------ INPUT FOR THIS TASK
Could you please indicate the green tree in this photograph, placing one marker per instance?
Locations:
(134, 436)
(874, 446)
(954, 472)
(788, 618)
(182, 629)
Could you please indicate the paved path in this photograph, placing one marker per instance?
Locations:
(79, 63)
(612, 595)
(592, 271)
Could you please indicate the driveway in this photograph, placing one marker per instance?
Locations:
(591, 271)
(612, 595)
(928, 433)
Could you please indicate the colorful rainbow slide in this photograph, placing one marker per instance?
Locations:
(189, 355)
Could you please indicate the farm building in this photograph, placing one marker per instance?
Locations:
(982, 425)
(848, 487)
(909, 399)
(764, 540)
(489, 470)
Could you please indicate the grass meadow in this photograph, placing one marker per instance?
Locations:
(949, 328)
------------
TASK TO COMPLETE: All of the data above should be transcribed exactly.

OUTPUT FOR THIS EXERCISE:
Could you please indicate the green tree in this photograph, placing one marker per instance?
Locations:
(134, 436)
(874, 446)
(954, 472)
(788, 618)
(182, 629)
Could you please indicate the paved path in this photograph, placing one marker per instance?
Locations:
(79, 63)
(612, 595)
(592, 271)
Could you please indicate the driveway in this photograph, placing one marker per instance?
Locations:
(591, 271)
(612, 595)
(928, 433)
Could you please indicate the colorful rainbow slide in this photograph, placing one marker per instance?
Locations:
(189, 355)
Could you please indicate the farm building in this photograph, placing one marker per instance?
Locations:
(982, 425)
(848, 487)
(909, 399)
(764, 540)
(489, 470)
Could you please indicate the grass meadow in this photograph, placing one marker per instance?
Locations:
(949, 328)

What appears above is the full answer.